• Aim of the exercise:
A verbatim reproduction of all the entries is needed.

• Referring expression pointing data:

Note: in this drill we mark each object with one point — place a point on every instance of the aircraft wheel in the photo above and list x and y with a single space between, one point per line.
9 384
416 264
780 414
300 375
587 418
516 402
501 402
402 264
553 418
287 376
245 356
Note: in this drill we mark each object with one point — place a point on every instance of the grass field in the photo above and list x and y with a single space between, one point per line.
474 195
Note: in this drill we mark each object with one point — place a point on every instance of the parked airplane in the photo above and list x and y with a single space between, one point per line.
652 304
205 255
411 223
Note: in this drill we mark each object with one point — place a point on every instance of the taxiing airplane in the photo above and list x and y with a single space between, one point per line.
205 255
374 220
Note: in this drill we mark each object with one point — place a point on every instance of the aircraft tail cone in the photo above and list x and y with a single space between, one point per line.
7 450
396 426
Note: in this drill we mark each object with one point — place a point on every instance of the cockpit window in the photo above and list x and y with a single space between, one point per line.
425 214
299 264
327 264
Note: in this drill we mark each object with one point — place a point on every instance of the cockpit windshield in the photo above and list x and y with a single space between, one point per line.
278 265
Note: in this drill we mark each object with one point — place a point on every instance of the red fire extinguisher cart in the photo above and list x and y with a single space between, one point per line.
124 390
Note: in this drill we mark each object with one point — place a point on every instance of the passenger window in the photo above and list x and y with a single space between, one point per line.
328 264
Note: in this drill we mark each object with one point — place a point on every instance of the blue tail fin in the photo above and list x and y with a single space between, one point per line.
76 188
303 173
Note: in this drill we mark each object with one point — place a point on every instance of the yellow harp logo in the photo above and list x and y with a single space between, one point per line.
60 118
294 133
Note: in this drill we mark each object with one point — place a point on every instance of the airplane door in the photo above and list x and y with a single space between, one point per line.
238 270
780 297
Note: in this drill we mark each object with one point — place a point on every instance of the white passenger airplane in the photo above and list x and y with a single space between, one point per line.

• Reply to the task:
Note: in this drill we mark each object with one point — place a point on every instance of the aircraft wheel in the photo above and list x and y with a single space between, one point per line.
9 384
416 264
780 414
300 375
587 418
516 402
501 402
402 264
553 418
287 376
245 356
Note: in this drill we mark each object with one point — place a point on every instance of the grass field in the photo above and list x and y with a single space between, one point per line.
474 195
Note: in this drill we mark each object with one point — place a point on every instance of the parked airplane in the photo above and list x and y with a single space between, one point per line.
652 304
205 255
411 223
Note: in this drill we mark each object with one point — place a point on every instance of the taxiing airplane in the photo above and list x and y with a single space between, one point per line.
205 255
374 220
Note: in this drill we mark each object with one point — place a point on every instance of the aircraft tail cone in the photo above and list x and y with a single space between, one point per line.
7 450
396 426
Note: in this drill we mark each object with one point — place a point on every instance of the cockpit window in the photo above and list x and y with a single space between, one point per line.
425 214
299 264
327 264
Note: in this drill we mark each object with one point — place a point on every instance of the cockpit windshield in the photo above and list x and y with a single space between, one point per line.
278 265
Note: in this drill we mark each object with one point — place a point on every instance of the red fire extinguisher cart in the photo above and list x and y with a single space between, one point per line.
124 390
Note: in this drill we mark each object with one point — place a point on every instance of the passenger window in the photo above and list x and y with a single space between, one point per line.
328 264
Note: in this drill we mark each object with one point — place a point on every instance of the blue tail fin in the photo above and list x and y with a single space between, one point per line.
76 188
303 173
Note: in this drill we mark each object with one point — place a point on every instance of the yellow harp logo in the photo above and list x and y with a single space between, one point per line.
60 118
294 133
Note: in this drill we mark each object with one point — place a point on every instance of the airplane door in the photo above and list x and y with a single space between, one point per line.
238 270
780 297
Note: in this drill we mark each object with one point — place a point on every instance of the white passenger airplane in the photo above and list x and y with a single space between, one point per line.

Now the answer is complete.